=== TASK OBJECTIVE ===
Please return the full listing below without altering anything.
--- start ---
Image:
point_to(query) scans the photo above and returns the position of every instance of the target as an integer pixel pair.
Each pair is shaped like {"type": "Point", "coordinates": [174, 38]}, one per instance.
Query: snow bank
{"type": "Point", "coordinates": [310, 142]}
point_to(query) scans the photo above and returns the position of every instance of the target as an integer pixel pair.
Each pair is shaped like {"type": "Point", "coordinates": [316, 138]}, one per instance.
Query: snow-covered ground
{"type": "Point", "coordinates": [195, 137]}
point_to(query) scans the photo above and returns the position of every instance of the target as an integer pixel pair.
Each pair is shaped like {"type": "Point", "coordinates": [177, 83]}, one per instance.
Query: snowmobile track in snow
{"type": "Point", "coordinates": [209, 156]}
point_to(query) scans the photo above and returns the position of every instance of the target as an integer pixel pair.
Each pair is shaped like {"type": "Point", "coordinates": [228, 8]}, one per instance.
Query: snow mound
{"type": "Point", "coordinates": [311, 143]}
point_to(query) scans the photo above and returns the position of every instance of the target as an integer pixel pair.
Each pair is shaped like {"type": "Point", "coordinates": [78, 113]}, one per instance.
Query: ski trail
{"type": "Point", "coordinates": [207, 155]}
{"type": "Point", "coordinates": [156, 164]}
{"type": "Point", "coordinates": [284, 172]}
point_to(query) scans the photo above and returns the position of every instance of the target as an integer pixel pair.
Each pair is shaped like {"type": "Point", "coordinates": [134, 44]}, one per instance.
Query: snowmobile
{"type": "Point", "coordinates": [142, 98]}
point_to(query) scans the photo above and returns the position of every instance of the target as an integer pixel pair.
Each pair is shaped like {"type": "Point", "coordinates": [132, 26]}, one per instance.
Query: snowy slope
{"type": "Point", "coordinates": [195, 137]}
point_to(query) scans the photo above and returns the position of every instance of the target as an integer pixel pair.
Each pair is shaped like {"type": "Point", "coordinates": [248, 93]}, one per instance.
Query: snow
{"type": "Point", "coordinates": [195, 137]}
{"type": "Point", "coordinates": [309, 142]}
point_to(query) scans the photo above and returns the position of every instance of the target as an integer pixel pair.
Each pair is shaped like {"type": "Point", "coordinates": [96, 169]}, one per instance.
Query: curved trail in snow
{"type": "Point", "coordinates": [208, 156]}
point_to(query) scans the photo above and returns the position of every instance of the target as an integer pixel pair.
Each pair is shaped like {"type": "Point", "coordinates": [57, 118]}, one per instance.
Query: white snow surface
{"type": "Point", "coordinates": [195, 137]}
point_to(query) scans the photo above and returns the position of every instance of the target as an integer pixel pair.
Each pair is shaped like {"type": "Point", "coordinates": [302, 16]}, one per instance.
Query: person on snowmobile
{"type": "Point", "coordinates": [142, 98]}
--- end ---
=== WRITTEN ANSWER ===
Image:
point_to(query) scans the photo above and returns the position of every instance of the target as an integer pixel pair.
Each pair is shaped like {"type": "Point", "coordinates": [174, 38]}, one per instance.
Query: snow bank
{"type": "Point", "coordinates": [310, 142]}
point_to(query) scans the photo above and returns the position of every instance of the target as an integer pixel pair.
Each pair is shaped like {"type": "Point", "coordinates": [316, 138]}, one per instance.
Query: snow-covered ground
{"type": "Point", "coordinates": [195, 137]}
point_to(query) scans the photo above and returns the position of every instance of the target as an integer pixel pair.
Each pair is shaped like {"type": "Point", "coordinates": [177, 83]}, one per instance.
Query: snowmobile track in snow
{"type": "Point", "coordinates": [209, 156]}
point_to(query) scans the photo above and returns the position of every instance of the target as an integer pixel pair.
Each pair is shaped like {"type": "Point", "coordinates": [228, 8]}, one per instance.
Query: snow mound
{"type": "Point", "coordinates": [311, 143]}
point_to(query) scans the photo above and returns the position of every instance of the target as an integer pixel pair.
Each pair is shaped like {"type": "Point", "coordinates": [78, 113]}, one per instance.
Query: ski trail
{"type": "Point", "coordinates": [207, 155]}
{"type": "Point", "coordinates": [156, 164]}
{"type": "Point", "coordinates": [284, 172]}
point_to(query) scans the photo above and returns the position of every instance of the target as an integer pixel pair.
Each pair is shaped like {"type": "Point", "coordinates": [134, 44]}, one per instance.
Query: snowmobile
{"type": "Point", "coordinates": [142, 98]}
point_to(query) scans the photo above and returns the position of every instance of the target as an integer pixel pair.
Each pair is shaped like {"type": "Point", "coordinates": [132, 26]}, one per instance.
Query: snowy slope
{"type": "Point", "coordinates": [195, 137]}
point_to(query) scans the photo above and returns the position of every instance of the target as an integer pixel pair.
Each pair is shaped like {"type": "Point", "coordinates": [248, 93]}, one per instance.
Query: snow
{"type": "Point", "coordinates": [195, 137]}
{"type": "Point", "coordinates": [309, 142]}
point_to(query) scans the photo above and returns the position of every instance of the target as an integer pixel pair.
Each pair is shaped like {"type": "Point", "coordinates": [96, 169]}, one per instance.
Query: curved trail in snow
{"type": "Point", "coordinates": [208, 156]}
point_to(query) scans the photo above and returns the position of every instance of the target as an integer pixel pair.
Each pair is shaped like {"type": "Point", "coordinates": [57, 118]}, one per instance.
Query: white snow surface
{"type": "Point", "coordinates": [195, 137]}
point_to(query) scans the photo above and returns the position of every instance of the target as an integer pixel pair.
Each pair is shaped like {"type": "Point", "coordinates": [302, 16]}, one per instance.
Query: person on snowmobile
{"type": "Point", "coordinates": [142, 98]}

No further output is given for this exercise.